▶ [Sfide]
(a) Secondo il testo sulla crisi del lavoro nel Mezzogiorno, di quante unità si è ridotta l'occupazione al sud alla fine del 2008 rispetto al 2007?
(b) Prosegui il testo sulla crisi del lavoro nel Mezzogiorno a partire dal punto in cui si interrompe.

▶ [Brano fornito]
..............................

Di Ludovico Vico
Le Regioni del Mezzogiorno hanno i disoccupati senza ammortizzatori sociali universali, le risorse finanziarie che però sono utilizzate per affrontare la crisi dell’intero Paese e non hanno gli strumenti per erogarle direttamente. E’ proprio un paradosso che è utile sciogliere quanto prima possibile. Si va affermando una “leggenda metropolitana”, secondo la quale la crisi economica riguarda soprattutto il centro-nord.
Le ragioni di questo convincimento risiedono nell’ osservazione esclusiva dell’indicatore congiunturale della cassa integrazione. Infatti i dati della cig ordinaria relativi al febbraio 2009 sono impressionanti: la crescita delle ore autorizzate rispetto all’anno precedente raggiunge il 527% nel nord, il 386% nel centro e il 300% nel sud. Su 65 milioni di ore, ben 50 milioni sono nelle regioni del centro-nord.
Il quadro cambia profondamente se analizziamo invece i dati dell’indagine Istat sulle forze lavoro, relativi al quarto trimestre 2008, sulla cui base il professor Luca Bianchi, direttore dell’istituto, dichiara: “Ciò che emerge dal mercato del lavoro meridionale è realmente drammatico”. Infatti al sud alla fine del 2008 l’occupazione si è ridotta di 126 mila unità rispetto al 2007. Nel medesimo periodo nel centro-nord, pur con forte rallentamento, l’occupazione è aumentata di 150 mila unità.
La sola industria meridionale ha perso nel 2008 circa 65 mila addetti, il settore delle costruzioni altri 30 mila. Questi dati, che non sono riscontrabili nella crescita della cassa integrazione, ci dicono che migliaia di lavoratori con contratto a termine (una delle categorie dei precari) sono irrimediabilmente senza lavoro e senza reddito e privi di copertura del sistema di ammortizzatori sociali.

..............................

Record delle regioni etichettate:
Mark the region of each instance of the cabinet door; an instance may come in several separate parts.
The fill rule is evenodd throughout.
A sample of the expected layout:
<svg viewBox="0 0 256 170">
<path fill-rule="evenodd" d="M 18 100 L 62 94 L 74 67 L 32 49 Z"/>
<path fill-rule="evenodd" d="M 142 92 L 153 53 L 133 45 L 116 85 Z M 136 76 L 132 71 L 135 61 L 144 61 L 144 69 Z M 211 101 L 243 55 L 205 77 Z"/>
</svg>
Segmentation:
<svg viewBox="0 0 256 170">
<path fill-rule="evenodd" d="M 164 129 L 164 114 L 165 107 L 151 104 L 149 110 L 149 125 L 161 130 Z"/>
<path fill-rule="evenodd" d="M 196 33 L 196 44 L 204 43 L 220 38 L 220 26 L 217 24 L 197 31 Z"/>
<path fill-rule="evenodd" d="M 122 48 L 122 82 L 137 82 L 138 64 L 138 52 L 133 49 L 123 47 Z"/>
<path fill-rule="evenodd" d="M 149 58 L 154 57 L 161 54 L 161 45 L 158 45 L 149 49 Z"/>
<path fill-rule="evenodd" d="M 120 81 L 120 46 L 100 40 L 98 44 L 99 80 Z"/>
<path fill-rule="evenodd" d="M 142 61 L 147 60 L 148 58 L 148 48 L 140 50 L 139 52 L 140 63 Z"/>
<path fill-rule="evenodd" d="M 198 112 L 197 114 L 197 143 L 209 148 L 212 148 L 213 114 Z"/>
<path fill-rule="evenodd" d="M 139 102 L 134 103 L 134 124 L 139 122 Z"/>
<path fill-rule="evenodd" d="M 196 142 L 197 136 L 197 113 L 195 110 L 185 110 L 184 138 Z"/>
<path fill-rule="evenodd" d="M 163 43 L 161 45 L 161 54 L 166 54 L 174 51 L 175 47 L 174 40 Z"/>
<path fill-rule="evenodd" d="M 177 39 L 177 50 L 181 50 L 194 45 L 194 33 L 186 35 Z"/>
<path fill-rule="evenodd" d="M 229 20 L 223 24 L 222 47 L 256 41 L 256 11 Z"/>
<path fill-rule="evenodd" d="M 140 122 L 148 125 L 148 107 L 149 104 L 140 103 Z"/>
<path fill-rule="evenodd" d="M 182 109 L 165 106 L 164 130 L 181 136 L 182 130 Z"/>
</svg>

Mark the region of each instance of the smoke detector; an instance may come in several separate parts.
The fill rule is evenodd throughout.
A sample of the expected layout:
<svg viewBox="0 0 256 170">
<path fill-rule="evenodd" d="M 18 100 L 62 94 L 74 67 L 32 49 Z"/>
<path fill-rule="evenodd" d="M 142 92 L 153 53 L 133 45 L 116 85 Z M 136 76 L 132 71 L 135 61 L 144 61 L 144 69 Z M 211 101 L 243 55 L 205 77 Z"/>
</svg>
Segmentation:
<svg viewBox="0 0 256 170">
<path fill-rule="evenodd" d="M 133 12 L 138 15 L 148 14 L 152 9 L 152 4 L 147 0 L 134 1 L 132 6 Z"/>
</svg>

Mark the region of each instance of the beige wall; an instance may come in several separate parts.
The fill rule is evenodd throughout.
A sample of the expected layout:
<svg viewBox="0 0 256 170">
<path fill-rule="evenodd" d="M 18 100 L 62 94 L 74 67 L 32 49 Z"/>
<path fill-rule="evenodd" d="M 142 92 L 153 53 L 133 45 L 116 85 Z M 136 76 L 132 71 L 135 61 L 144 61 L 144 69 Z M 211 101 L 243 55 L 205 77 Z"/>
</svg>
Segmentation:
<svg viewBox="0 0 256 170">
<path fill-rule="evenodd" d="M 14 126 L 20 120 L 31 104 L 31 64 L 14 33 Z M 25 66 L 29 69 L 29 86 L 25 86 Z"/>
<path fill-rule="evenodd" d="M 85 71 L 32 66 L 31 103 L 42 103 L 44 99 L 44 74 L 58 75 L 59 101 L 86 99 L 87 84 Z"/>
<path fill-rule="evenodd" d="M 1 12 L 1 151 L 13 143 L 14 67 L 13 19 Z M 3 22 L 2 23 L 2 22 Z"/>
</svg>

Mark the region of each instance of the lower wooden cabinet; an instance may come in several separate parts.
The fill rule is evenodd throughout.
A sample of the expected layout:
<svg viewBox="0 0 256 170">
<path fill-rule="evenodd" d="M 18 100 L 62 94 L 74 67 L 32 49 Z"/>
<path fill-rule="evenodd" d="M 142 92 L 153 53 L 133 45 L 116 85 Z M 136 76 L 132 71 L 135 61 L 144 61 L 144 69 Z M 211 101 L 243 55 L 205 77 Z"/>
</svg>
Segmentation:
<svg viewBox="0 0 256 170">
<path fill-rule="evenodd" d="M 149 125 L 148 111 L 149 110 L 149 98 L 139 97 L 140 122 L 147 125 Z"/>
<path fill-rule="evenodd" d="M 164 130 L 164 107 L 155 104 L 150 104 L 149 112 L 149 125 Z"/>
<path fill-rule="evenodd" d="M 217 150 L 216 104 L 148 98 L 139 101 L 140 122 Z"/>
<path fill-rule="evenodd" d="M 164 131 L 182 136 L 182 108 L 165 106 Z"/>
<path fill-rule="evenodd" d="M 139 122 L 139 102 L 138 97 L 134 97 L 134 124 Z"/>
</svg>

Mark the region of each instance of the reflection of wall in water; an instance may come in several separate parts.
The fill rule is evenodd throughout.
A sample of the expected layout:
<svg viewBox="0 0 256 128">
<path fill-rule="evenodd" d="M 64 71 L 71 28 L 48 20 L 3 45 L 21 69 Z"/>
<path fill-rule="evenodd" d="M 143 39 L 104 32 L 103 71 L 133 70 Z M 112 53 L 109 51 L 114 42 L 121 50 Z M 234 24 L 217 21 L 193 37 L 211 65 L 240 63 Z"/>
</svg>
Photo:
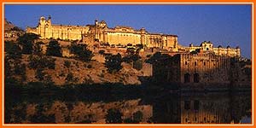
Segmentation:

..............................

▶ [Elenco risposte]
(a) Di 126 mila unità.

(b)
I dati del 2009 nel settore industriale meridionale non sono ancora ufficiali, ma ugualmente raccontano della terribile situazione sul versante dei licenziamenti nelle piccole imprese dell’indotto e nell’appalto dei grandi insediamenti produttivi che da sempre ricorrono ai contratti a termine. Scatta, infatti, la cassa integrazione ordinaria per i lavoratori dei grandi insediamenti della siderurgia (Taranto), dell’automotive (Pomigliano, Termini Imerese, Termoli, Sulmona, CNH di Lecce etc), della meccanica varia-elettrodomestici campana, della metallurgia non ferrosa e chimica di base sarda ( Portovesme, Porto Torres ), della componentistica pugliese, del mobile imbottito murgiano appulo-lucano, del tessilea- abbigliamento- calzaturiero; mentre per i contratti a termine delle piccole imprese scattano i licenziamenti.
Questo è un quadro, benché riferito alla sola industria, che evidenzia la necessità di dare risposte immediate in sostegno ai redditi, oltre che in supporto del sistema produttivo. Ma il sistema attuale degli ammortizzatori sociali si presenta incompleto ed asimmetrico, non in grado di assicurare le tutele universali. Con la crisi, infatti, sono emerse gerarchie di gravità sempre maggiori. Ci sono coloro che hanno perso il posto di lavoro e hanno meccanismi di protezione sociale, a cominciare dalla cassa integrazione. Ci sono i disoccupati da lungo tempo, sopra i cinquant'anni, che vivono non sanno come rientrare nel circuito attivo. A ciò si aggiunge l'emergenza, che impone di non lasciare centinaia di migliaia di persone di colpo a reddito zero.
Per tutte queste ragioni è validissima la proposta che prevede l’assegnazione di un assegno mensile di disoccupazione del 60 per cento dell'ultima retribuzione mensile per tutti coloro che hanno perso o perderanno il posto di lavoro nel periodo compreso tra il 1o settembre 2008 al 31 dicembre 2009, mesi necessari al varo della riforma degli ammortizzatori sociali, tanto più necessaria al sud. Utilizzando ogni risorsa finanziaria disponibile occorre istituire rapidamente un sistema di tutela universale, valido su tutto il territorio nazionale, in grado di supportare che perde il posto di lavoro (di qualsiasi tipo esso sia).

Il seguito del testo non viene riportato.